* _WHAT YOU ARE ASKED TO DO_: What you return must match the records below exactly, down to each character.

*** EXTRACTED DATA

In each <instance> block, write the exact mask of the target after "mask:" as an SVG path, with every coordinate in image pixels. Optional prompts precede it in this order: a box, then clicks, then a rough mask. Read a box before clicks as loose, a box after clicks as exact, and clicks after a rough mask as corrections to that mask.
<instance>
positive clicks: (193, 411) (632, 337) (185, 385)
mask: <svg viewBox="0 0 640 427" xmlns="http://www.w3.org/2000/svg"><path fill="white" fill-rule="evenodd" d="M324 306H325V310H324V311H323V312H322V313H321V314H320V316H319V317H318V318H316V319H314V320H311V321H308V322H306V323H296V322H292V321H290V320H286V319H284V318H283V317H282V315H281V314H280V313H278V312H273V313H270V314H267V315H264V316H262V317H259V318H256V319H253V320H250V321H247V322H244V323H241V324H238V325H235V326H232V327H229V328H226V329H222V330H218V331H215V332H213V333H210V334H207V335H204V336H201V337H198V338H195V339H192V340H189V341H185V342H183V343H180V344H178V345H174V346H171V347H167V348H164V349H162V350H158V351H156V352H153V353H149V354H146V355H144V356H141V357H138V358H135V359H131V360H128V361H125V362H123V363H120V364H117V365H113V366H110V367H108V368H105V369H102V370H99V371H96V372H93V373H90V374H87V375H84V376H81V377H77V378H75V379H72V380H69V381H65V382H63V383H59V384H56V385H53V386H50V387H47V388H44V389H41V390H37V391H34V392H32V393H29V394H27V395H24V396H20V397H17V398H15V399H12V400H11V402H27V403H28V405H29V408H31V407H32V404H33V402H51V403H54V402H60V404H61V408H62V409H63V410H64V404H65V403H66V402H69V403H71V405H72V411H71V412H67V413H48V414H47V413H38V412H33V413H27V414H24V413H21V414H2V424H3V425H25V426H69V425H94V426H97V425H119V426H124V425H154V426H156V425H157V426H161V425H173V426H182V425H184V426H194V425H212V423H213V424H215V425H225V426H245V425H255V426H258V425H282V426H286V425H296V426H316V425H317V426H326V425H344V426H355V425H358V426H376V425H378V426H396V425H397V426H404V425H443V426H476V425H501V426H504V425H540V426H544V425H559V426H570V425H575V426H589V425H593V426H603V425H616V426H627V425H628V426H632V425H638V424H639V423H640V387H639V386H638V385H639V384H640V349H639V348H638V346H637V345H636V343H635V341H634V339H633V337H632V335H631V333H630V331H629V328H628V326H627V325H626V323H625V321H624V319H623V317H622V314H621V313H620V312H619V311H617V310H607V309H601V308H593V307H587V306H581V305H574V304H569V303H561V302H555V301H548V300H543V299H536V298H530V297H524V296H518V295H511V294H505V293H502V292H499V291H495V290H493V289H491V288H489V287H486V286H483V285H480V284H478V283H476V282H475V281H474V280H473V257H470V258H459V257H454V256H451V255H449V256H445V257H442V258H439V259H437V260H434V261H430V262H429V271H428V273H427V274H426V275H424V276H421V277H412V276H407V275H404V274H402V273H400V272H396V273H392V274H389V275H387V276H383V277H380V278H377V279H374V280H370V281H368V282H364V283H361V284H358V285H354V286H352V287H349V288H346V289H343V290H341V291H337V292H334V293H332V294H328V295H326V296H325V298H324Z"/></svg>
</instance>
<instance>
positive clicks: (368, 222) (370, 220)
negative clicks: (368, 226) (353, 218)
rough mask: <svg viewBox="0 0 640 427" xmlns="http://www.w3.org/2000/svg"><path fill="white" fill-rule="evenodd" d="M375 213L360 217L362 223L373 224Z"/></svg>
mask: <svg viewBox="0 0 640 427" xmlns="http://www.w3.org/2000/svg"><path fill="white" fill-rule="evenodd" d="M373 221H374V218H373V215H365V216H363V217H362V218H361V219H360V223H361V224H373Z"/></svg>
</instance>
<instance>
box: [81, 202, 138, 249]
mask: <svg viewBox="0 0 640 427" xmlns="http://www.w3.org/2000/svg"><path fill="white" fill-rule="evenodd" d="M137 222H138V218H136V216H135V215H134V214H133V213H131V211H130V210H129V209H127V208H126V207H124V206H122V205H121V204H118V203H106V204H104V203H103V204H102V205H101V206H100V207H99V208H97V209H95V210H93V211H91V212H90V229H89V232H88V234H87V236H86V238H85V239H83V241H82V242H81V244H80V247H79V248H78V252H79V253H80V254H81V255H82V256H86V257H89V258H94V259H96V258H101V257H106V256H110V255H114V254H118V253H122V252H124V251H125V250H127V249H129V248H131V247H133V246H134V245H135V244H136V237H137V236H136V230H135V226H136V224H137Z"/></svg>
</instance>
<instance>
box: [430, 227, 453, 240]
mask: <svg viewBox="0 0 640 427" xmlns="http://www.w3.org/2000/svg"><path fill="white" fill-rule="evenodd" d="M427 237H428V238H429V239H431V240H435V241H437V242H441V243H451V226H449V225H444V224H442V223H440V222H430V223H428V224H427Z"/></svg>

******

* _TASK SOLUTION_:
In each <instance> block, write the exact mask of the target after "mask:" as an SVG path, with every coordinate in image pixels. Optional prompts precede it in this order: a box, then clicks, then a rough mask. Read a box before clicks as loose, a box after clicks as exact, and clicks after a rough mask as corrections to that mask.
<instance>
positive clicks: (193, 411) (632, 337) (185, 385)
mask: <svg viewBox="0 0 640 427" xmlns="http://www.w3.org/2000/svg"><path fill="white" fill-rule="evenodd" d="M324 306H325V310H324V311H323V312H322V313H321V314H320V316H319V317H318V318H316V319H314V320H311V321H308V322H306V323H296V322H292V321H290V320H286V319H284V318H283V317H282V315H281V314H280V313H278V312H273V313H270V314H267V315H264V316H262V317H259V318H256V319H253V320H250V321H247V322H244V323H241V324H238V325H235V326H232V327H229V328H226V329H222V330H218V331H215V332H213V333H210V334H207V335H204V336H201V337H198V338H195V339H192V340H189V341H185V342H183V343H180V344H178V345H174V346H171V347H167V348H164V349H162V350H158V351H156V352H153V353H149V354H146V355H144V356H141V357H138V358H135V359H131V360H128V361H125V362H123V363H120V364H117V365H113V366H110V367H108V368H105V369H102V370H99V371H96V372H93V373H90V374H87V375H84V376H81V377H77V378H75V379H72V380H69V381H65V382H63V383H59V384H56V385H53V386H50V387H47V388H44V389H41V390H37V391H34V392H32V393H29V394H27V395H24V396H20V397H17V398H15V399H12V400H11V402H27V403H28V405H29V408H31V407H32V404H33V402H51V403H54V402H60V404H61V408H62V409H63V410H64V404H65V403H66V402H69V403H71V405H72V411H71V412H67V413H48V414H47V413H38V412H33V413H27V414H24V413H21V414H2V424H3V425H25V426H69V425H94V426H97V425H119V426H124V425H154V426H156V425H157V426H161V425H173V426H182V425H184V426H194V425H212V423H213V424H215V425H225V426H245V425H255V426H258V425H282V426H286V425H296V426H316V425H317V426H326V425H344V426H355V425H358V426H376V425H378V426H396V425H397V426H404V425H443V426H476V425H501V426H504V425H540V426H544V425H559V426H570V425H575V426H589V425H593V426H603V425H616V426H627V425H628V426H632V425H638V424H639V423H640V387H639V386H638V385H639V384H640V349H639V348H638V346H637V345H636V343H635V341H634V339H633V337H632V335H631V333H630V331H629V328H628V326H627V325H626V323H625V321H624V319H623V317H622V314H621V313H620V312H619V311H617V310H607V309H601V308H593V307H587V306H581V305H574V304H569V303H561V302H555V301H548V300H543V299H536V298H530V297H524V296H518V295H511V294H505V293H502V292H499V291H495V290H493V289H491V288H489V287H486V286H483V285H480V284H478V283H476V282H475V281H474V280H473V257H470V258H459V257H454V256H451V255H449V256H445V257H442V258H439V259H437V260H434V261H430V262H429V271H428V273H427V274H426V275H424V276H421V277H412V276H407V275H404V274H402V273H400V272H396V273H392V274H389V275H387V276H383V277H380V278H377V279H374V280H370V281H368V282H364V283H361V284H358V285H354V286H352V287H349V288H346V289H343V290H341V291H337V292H334V293H332V294H328V295H326V296H325V298H324Z"/></svg>
</instance>
<instance>
positive clicks: (368, 222) (370, 220)
negative clicks: (368, 226) (353, 218)
rough mask: <svg viewBox="0 0 640 427" xmlns="http://www.w3.org/2000/svg"><path fill="white" fill-rule="evenodd" d="M375 213L360 217L362 223L373 224Z"/></svg>
mask: <svg viewBox="0 0 640 427" xmlns="http://www.w3.org/2000/svg"><path fill="white" fill-rule="evenodd" d="M373 221H374V218H373V215H365V216H363V217H362V218H361V219H360V223H361V224H373Z"/></svg>
</instance>
<instance>
box: [81, 202, 138, 249]
mask: <svg viewBox="0 0 640 427" xmlns="http://www.w3.org/2000/svg"><path fill="white" fill-rule="evenodd" d="M137 222H138V218H136V216H135V215H134V214H133V213H131V211H130V210H129V209H127V208H126V207H124V206H122V205H121V204H118V203H106V204H104V203H103V204H102V205H101V206H100V207H99V208H97V209H95V210H93V211H91V212H90V229H89V232H88V234H87V236H86V238H85V239H83V241H82V242H81V244H80V247H79V248H78V252H79V253H80V254H81V255H82V256H86V257H89V258H94V259H96V258H101V257H106V256H110V255H114V254H118V253H122V252H124V251H125V250H127V249H129V248H131V247H133V246H134V245H135V244H136V237H137V236H136V230H135V226H136V224H137Z"/></svg>
</instance>
<instance>
box: [430, 227, 453, 240]
mask: <svg viewBox="0 0 640 427" xmlns="http://www.w3.org/2000/svg"><path fill="white" fill-rule="evenodd" d="M427 237H428V238H429V239H431V240H435V241H437V242H441V243H451V226H449V225H444V224H442V223H440V222H430V223H428V224H427Z"/></svg>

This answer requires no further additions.